__Task__. Write out, word for word, the rows below from the line with "detect the bare" to the line with "[[330, 102, 339, 116], [357, 93, 365, 100]]", including both of those lines.

○ ○ ○ ○ ○ ○ ○

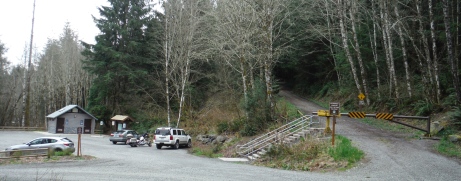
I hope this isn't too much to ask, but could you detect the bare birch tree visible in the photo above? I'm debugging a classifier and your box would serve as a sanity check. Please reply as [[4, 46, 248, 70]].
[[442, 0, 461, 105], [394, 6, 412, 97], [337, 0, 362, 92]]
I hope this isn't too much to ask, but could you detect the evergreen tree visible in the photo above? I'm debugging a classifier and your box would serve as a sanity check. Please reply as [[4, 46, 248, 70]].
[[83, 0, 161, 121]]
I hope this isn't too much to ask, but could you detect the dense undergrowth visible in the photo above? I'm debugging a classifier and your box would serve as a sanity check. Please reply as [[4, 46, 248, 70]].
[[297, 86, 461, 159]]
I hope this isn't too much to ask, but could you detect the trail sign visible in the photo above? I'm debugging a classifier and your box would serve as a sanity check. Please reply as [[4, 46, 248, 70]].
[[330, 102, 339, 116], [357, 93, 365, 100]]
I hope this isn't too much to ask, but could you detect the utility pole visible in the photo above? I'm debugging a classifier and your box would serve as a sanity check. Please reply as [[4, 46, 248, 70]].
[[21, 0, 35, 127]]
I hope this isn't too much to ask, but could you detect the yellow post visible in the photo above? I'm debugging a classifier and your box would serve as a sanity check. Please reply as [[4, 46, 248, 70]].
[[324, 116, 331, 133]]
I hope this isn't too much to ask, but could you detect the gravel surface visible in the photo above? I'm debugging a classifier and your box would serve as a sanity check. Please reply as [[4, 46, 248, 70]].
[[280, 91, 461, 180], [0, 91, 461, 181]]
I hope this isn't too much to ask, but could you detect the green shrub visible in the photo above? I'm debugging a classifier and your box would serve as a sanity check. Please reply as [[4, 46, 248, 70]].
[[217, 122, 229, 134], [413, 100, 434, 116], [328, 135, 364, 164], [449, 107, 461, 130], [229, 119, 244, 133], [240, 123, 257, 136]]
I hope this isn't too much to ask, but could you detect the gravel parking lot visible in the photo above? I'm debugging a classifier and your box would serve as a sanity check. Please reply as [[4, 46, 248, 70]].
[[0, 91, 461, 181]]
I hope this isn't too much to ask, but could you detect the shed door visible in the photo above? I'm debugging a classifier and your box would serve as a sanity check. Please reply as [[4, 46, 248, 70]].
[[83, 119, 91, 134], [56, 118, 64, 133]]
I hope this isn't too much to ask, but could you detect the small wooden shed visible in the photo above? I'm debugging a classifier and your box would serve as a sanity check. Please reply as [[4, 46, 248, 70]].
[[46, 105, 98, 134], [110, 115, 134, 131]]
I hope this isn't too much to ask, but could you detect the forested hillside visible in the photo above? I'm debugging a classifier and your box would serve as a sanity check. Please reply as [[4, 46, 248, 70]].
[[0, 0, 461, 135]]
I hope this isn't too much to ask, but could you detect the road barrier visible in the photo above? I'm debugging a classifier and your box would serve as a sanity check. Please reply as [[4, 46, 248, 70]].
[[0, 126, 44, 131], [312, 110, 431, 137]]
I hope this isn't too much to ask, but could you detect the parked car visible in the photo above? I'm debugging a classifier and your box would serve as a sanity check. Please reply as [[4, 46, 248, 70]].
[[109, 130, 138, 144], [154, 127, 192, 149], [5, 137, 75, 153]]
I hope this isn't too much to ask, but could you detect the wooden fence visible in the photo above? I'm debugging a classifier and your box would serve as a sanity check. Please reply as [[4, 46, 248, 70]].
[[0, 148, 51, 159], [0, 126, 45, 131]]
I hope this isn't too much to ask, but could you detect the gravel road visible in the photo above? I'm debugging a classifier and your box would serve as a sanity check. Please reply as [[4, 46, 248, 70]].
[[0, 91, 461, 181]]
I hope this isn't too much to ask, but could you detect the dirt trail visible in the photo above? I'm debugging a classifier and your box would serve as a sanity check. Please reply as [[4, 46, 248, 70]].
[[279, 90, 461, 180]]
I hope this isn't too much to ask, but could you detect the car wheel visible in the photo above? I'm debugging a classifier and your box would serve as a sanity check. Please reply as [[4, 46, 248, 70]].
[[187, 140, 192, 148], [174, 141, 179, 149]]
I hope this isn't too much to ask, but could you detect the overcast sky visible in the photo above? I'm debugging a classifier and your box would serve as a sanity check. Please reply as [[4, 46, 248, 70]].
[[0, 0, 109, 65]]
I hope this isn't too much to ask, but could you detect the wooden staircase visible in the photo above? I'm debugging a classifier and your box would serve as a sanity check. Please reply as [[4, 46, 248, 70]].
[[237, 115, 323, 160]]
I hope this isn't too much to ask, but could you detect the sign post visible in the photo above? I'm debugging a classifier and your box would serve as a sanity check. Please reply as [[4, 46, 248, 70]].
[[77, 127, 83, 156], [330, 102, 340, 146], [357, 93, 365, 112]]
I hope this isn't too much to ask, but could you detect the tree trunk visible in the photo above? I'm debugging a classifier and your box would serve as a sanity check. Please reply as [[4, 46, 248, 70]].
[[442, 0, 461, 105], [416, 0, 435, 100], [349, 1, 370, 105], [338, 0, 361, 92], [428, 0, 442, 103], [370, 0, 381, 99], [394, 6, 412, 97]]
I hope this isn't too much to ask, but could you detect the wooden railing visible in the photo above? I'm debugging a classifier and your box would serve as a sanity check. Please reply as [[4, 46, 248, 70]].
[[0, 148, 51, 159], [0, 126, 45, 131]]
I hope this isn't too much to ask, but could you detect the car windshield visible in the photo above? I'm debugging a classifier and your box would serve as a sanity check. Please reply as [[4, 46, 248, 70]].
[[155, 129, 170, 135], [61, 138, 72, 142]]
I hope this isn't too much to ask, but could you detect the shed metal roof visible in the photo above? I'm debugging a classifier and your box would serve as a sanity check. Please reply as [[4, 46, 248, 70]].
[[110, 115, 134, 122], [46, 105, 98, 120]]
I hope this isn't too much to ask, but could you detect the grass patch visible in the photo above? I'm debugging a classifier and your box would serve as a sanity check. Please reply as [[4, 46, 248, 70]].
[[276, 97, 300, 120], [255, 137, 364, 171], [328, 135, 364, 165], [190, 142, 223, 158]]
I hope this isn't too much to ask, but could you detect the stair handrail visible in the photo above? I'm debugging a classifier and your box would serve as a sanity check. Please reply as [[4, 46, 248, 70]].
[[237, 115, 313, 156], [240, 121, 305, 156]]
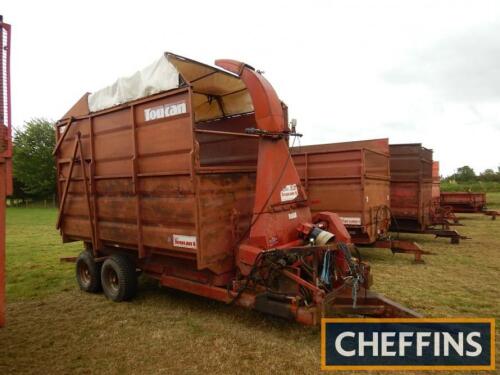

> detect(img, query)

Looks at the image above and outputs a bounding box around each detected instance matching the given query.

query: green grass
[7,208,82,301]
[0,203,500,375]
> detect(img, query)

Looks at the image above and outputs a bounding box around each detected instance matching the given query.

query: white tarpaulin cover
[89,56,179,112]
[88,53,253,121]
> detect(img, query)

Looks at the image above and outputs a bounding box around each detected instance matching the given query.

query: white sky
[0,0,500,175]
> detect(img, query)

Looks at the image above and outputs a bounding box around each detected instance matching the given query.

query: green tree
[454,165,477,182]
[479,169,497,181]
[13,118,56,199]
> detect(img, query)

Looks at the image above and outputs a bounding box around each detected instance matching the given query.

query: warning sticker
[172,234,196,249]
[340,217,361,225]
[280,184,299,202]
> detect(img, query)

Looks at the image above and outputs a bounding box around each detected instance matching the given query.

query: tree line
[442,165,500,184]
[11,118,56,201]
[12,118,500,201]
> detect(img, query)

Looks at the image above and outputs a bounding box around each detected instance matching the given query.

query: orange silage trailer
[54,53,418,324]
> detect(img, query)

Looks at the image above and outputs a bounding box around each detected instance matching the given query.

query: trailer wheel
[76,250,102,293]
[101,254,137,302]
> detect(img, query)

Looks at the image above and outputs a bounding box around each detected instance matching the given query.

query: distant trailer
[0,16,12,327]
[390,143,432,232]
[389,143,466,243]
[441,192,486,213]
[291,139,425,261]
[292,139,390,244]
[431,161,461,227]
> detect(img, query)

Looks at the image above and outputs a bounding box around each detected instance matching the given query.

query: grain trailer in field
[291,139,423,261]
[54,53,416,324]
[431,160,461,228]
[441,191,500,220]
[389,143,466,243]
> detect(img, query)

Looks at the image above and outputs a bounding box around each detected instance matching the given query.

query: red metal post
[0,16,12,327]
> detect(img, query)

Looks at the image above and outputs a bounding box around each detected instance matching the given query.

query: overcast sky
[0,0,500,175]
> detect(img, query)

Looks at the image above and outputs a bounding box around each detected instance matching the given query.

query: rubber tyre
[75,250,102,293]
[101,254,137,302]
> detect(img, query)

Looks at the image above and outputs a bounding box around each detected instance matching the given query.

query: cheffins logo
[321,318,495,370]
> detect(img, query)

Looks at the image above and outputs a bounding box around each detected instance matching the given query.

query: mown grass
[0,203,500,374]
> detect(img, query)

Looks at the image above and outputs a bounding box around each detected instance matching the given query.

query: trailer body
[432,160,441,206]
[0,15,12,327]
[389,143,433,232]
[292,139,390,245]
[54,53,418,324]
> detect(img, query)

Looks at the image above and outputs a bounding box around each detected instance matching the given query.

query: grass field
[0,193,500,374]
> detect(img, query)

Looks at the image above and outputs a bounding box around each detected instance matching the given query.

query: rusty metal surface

○ ○ ○ ○ ○ ○ ○

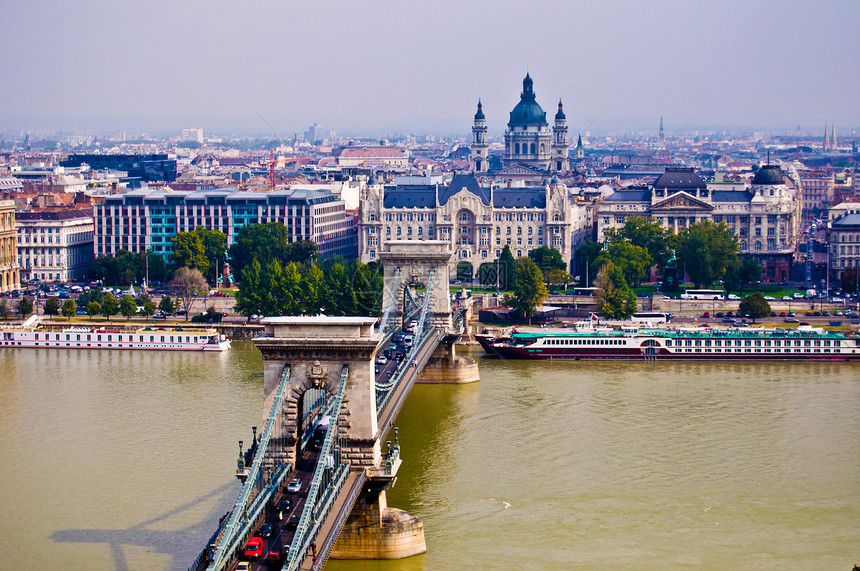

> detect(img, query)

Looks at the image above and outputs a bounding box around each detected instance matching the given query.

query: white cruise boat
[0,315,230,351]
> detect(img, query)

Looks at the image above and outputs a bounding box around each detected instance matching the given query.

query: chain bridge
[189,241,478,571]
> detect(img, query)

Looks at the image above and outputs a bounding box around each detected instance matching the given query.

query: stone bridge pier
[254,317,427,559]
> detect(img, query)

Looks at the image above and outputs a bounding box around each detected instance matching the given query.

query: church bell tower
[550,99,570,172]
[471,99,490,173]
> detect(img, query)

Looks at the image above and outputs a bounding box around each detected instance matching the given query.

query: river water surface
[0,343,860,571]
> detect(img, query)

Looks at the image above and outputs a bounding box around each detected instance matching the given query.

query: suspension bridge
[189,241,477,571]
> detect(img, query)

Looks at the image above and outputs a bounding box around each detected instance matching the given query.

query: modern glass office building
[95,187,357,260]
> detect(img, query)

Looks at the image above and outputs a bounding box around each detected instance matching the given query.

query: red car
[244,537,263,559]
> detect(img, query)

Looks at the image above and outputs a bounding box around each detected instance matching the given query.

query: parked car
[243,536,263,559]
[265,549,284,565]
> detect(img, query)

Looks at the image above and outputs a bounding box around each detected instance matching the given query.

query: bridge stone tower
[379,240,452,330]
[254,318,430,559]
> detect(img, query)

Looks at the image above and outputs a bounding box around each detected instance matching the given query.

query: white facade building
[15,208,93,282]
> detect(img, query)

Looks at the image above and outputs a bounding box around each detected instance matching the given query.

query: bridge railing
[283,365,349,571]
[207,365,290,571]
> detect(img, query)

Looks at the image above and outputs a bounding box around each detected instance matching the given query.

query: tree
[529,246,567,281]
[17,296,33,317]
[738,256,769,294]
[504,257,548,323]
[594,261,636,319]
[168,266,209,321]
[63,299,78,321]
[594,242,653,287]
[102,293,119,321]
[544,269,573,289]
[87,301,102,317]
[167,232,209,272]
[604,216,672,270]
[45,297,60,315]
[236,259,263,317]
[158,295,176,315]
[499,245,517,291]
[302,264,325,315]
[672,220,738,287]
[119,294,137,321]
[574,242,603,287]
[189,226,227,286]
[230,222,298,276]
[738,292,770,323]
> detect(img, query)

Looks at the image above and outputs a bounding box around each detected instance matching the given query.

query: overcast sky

○ ○ ○ ○ ○ ○ ○

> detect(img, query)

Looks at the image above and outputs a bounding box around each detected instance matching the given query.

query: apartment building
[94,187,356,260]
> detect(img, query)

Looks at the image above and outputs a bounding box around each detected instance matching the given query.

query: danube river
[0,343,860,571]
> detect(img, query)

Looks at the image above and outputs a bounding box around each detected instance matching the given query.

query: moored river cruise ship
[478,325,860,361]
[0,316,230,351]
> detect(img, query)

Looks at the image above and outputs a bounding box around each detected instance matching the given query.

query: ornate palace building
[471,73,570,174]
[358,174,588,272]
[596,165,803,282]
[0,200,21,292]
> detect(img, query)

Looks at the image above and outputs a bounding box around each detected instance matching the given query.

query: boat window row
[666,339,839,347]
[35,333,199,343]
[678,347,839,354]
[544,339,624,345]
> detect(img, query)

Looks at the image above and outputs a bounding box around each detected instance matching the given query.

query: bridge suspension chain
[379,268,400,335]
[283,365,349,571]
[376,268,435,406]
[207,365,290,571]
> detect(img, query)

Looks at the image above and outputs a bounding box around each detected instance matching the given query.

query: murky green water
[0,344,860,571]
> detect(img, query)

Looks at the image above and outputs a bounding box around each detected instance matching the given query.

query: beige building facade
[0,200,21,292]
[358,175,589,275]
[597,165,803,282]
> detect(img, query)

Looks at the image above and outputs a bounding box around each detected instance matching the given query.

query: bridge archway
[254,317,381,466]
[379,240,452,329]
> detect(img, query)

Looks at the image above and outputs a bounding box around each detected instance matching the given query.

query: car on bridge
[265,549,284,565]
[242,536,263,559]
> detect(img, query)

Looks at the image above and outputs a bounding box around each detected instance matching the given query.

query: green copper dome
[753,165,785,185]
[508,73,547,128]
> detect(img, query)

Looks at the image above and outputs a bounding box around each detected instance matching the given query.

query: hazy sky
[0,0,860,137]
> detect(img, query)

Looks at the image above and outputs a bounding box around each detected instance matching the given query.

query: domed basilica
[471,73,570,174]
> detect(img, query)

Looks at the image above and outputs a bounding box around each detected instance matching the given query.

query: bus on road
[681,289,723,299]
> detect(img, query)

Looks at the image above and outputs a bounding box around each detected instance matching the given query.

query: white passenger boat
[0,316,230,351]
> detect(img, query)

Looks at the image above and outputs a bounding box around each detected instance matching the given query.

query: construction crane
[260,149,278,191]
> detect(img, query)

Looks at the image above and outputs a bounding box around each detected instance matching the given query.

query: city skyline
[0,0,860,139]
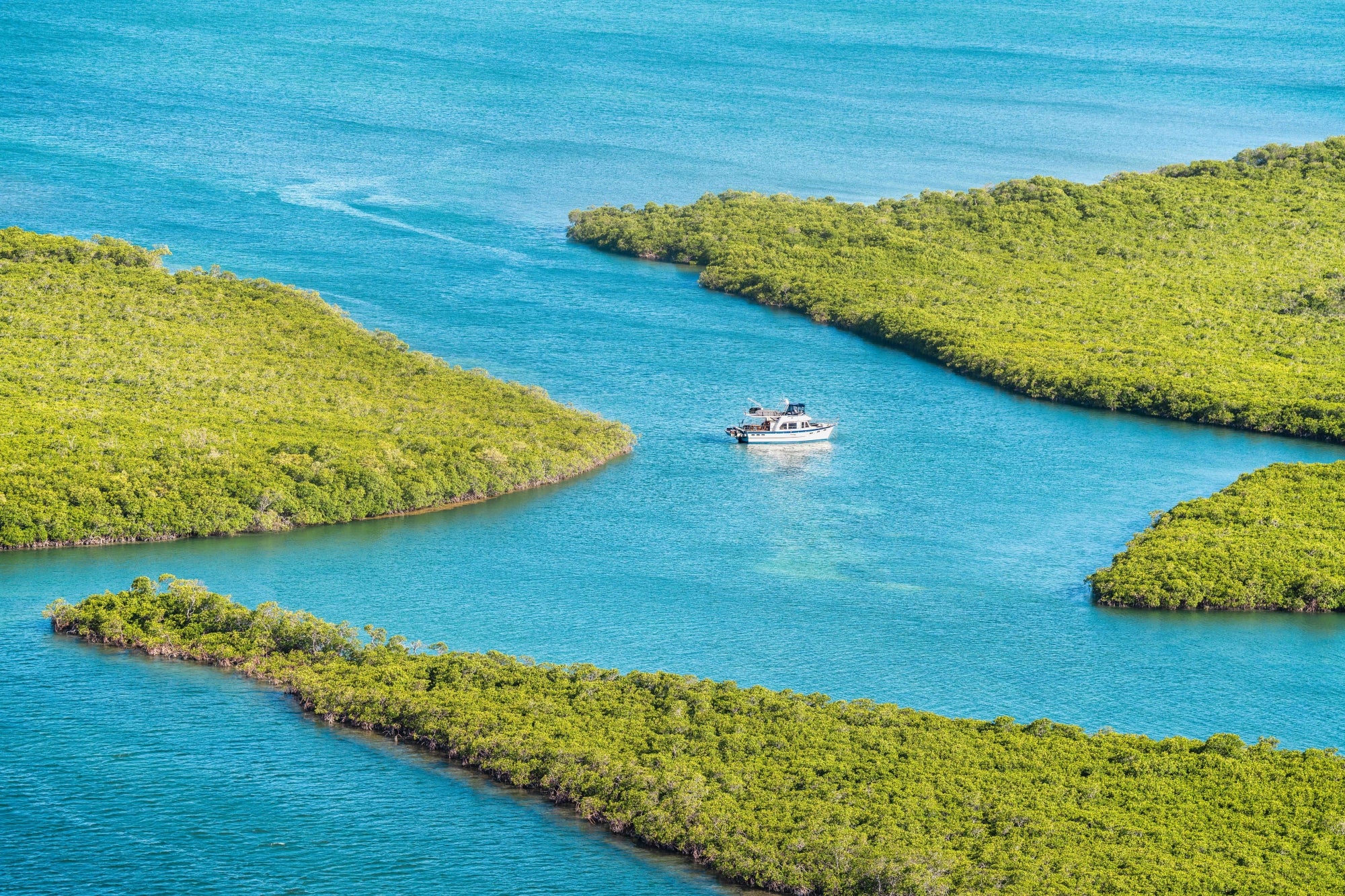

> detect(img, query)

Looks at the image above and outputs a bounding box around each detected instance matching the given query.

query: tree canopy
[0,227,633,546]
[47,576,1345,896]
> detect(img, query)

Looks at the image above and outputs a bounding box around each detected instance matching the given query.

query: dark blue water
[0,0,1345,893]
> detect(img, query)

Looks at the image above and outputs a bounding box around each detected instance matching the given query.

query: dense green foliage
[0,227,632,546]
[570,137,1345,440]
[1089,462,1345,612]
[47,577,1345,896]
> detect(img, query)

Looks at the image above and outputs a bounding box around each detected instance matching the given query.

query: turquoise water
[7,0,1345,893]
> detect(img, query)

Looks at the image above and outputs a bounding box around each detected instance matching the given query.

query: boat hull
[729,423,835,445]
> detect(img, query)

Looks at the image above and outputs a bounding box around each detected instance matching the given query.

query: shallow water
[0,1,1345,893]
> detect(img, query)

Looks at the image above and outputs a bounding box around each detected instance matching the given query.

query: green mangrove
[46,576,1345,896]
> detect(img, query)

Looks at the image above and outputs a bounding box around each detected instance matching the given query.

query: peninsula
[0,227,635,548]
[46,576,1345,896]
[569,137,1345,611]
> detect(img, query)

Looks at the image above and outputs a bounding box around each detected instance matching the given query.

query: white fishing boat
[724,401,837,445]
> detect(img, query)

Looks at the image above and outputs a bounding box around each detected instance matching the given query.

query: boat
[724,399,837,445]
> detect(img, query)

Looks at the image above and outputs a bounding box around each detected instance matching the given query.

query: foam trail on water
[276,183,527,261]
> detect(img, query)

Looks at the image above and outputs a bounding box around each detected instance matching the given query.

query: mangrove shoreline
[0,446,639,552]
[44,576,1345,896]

○ ○ ○ ○ ○ ○ ○

__Answer in full__.
I hope this isn't too much to ask, but could you detect the bare birch tree visible in the photo above? I'm debugging a classifier and your box would serve as a sanity check. Please reply as [[4, 46, 248, 70]].
[[442, 0, 461, 105], [394, 6, 412, 97], [337, 0, 362, 92]]
I hope this isn't too much to ask, but could you detect the evergreen tree visible in the photo above? I'm debugging a classifier and your box would serve as a sanity check. Please reply as [[4, 46, 248, 70]].
[[83, 0, 161, 121]]
I hope this isn't too much to ask, but could you detect the dense undergrowth visible in the photo above? I'm debugging a classifier and your box would serve as a sanity check. Please reply as [[4, 46, 248, 70]].
[[297, 86, 461, 159]]
I hope this isn't too much to ask, but could you detect the trail sign visible in the photo above? I'm debugging a classifier and your box would serve as a sanity check. Please reply as [[4, 46, 248, 70]].
[[330, 102, 339, 116], [357, 93, 365, 100]]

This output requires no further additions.